_Belirtilen sorun A:_
Medusa hakkındaki metne göre Medusa hangi tanrıçaya ait bir tapınakta yaşamaya başlamıştır?
_Belirtilen sorun B:_
Medusa hakkındaki metnin "Güzellikle Lanetlenmiş Bir" sözleriyle başlayıp "dileği mi dilerdin?.." sözleriyle biten bölümünü harfi harfine aktarın.

═════ Sunulan metin ═════

Güzellikle Lanetlenmiş Bir Kadın
“Yağmur tanelerinin hikayesini bilir misin dedi, sahibi olmayan bir ses. Her yağmur tanesi yeryüzüne inmeden önce nereye düşeceğini dilermiş. Kimisinin dileği kabul olur yağmurunu başlatırmış, kimisinin de kabul olmaz öyle ya hiddetinden fırtınaya gebe kalırmış. Şimdi sıra sende. Gözlerini kapa ve dileğini tut. Kimin suretine düşmek istersin, kimde yok olmak istersin? Şşşş! Sessiz ol. Gözlerini açtığında anlayacaksın dileğinin kabul olup olmadığını. Sadece bekle..“
Gelmez zaman gider zaman… Bütün renklerin güzelliği kâinatta, kâinatın güzelliği onda. Eski zamanın birinde güzelliği dillere destan genç bir kız yaşarmış. Öyle güzelmiş ki bu kız tanrıları aşka, tanrıçaları kıskançlığa sürüklermiş. Yüzüne bir bakan bu güzelliğin büyüsüne kapılır bir daha bakarmış. Bu genç ve güzel kızın ismi Medusa.
“Sonunu bilsen de yine aynı dileği mi dilerdin?..
Ey dilber, süvariyim, bulunmaz, yetişilmez, hiçbir handa durmaz, peyda olmaz bir avareyim ben.
Sen ey güzel, gözlerine münhasır bu kimliği ne vakit bulur, ne vakit ona yetişirsin? Bu can sende peyda olmak ister bilmez misin?”
Medusa Zeka Tanrıçası olan Athena’ya ait bir tapınakta yaşamaya başlamıştı. Rahibe olan bu genç kızın gözü inancından başka hiçbir şey görmüyordu. Kapısını çalanlardan bihaber kendisini tanrılara adamıştı. Athena ise denizlerin efendisi Poseidon ile birlikteydi. Poseidon, karısı Athena’nın tapınağında yaşayan güzeller güzeli Medusa’yı gördüğü an herkes gibi kendisi de Medusa’nın güzelliği karşısında büyülenmişti. Ancak bir ölümlüye ilgi duymak küçümsenecek bir hareket olacağı için Medusa’ya olan ilgisini inkâr etti. Gel gör ki baş tanrı Zeus bu durumun farkındaydı. Poseidon, duygularını uzun bir süre belli etmemeye çalışsa da bir gün gizlice tapınağa giderek Medusa’ya zorla sahip oldu. Medusa, bu yaşananlardan sonra Athena’nın tapınağında kalmaya devam ediyordu. Ancak çok kötü bir haldeydi. Athena durumu öğrendiğinde ise artık hiçbir şey eskisi gibi olmayacaktı, derin bir öfke içinde Medusa’yı ve kardeşlerini lanetlemeye karar verdi. Athena, Medusa ve iki kardeşini birer ifrite dönüştürdü. Medusa’nın saçlarının her bir telini zehirli bir yılana ve Medusa’yı da baktığı herkesi bakışlarıyla taşa çeviren bir canavara dönüştürmüştü.

═════ Listelenen kayıtlar ═════

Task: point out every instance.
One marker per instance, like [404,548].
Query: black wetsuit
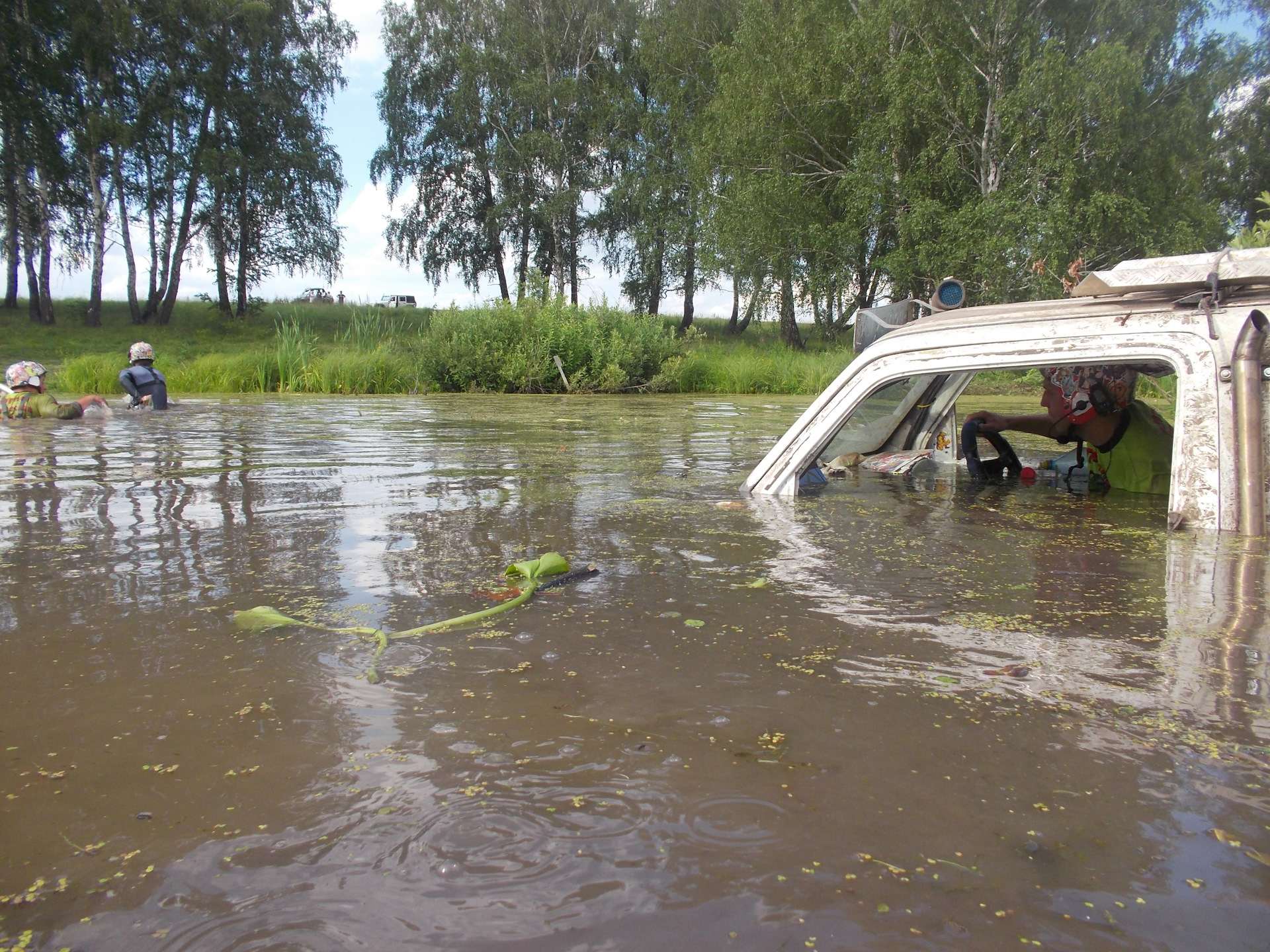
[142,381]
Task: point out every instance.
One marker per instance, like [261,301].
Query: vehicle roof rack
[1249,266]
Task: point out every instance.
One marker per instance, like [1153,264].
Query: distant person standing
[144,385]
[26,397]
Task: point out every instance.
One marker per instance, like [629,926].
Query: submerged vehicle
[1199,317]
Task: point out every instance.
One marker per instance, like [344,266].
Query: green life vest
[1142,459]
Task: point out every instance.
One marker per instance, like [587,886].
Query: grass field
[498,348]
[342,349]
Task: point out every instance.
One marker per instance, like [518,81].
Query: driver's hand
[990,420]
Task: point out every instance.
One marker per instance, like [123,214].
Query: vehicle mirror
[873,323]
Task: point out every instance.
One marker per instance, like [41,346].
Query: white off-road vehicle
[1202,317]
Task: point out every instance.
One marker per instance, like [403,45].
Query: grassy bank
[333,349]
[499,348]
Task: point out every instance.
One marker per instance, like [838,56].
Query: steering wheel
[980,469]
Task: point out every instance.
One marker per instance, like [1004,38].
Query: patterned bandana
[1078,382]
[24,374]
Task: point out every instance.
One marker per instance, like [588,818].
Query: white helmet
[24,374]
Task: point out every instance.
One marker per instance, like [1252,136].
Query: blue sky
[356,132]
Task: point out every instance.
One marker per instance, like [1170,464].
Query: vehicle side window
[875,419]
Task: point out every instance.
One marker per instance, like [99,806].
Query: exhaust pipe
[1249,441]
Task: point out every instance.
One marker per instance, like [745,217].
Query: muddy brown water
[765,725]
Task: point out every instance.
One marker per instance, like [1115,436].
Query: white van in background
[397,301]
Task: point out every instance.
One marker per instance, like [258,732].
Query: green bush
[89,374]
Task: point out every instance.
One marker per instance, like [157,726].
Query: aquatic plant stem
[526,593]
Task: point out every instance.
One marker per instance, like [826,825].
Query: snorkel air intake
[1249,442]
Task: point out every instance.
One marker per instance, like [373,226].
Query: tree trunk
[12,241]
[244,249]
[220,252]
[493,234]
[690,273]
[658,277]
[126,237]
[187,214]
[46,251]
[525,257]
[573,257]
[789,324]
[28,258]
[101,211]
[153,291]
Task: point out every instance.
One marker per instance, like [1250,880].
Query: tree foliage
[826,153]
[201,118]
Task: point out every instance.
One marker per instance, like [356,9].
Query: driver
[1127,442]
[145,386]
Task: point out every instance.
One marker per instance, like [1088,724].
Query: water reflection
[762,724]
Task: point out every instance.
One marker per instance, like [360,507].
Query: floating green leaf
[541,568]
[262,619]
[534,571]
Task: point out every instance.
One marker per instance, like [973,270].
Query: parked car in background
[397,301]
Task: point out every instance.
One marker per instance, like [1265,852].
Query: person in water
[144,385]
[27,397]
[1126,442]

═════

_Tam çözüm A:_
Zeka Tanrıçası Athena'ya ait bir tapınakta yaşamaya başlamıştır.

_Tam çözüm B:_
Güzellikle Lanetlenmiş Bir Kadın
“Yağmur tanelerinin hikayesini bilir misin dedi, sahibi olmayan bir ses. Her yağmur tanesi yeryüzüne inmeden önce nereye düşeceğini dilermiş. Kimisinin dileği kabul olur yağmurunu başlatırmış, kimisinin de kabul olmaz öyle ya hiddetinden fırtınaya gebe kalırmış. Şimdi sıra sende. Gözlerini kapa ve dileğini tut. Kimin suretine düşmek istersin, kimde yok olmak istersin? Şşşş! Sessiz ol. Gözlerini açtığında anlayacaksın dileğinin kabul olup olmadığını. Sadece bekle..“
Gelmez zaman gider zaman… Bütün renklerin güzelliği kâinatta, kâinatın güzelliği onda. Eski zamanın birinde güzelliği dillere destan genç bir kız yaşarmış. Öyle güzelmiş ki bu kız tanrıları aşka, tanrıçaları kıskançlığa sürüklermiş. Yüzüne bir bakan bu güzelliğin büyüsüne kapılır bir daha bakarmış. Bu genç ve güzel kızın ismi Medusa.
“Sonunu bilsen de yine aynı dileği mi dilerdin?..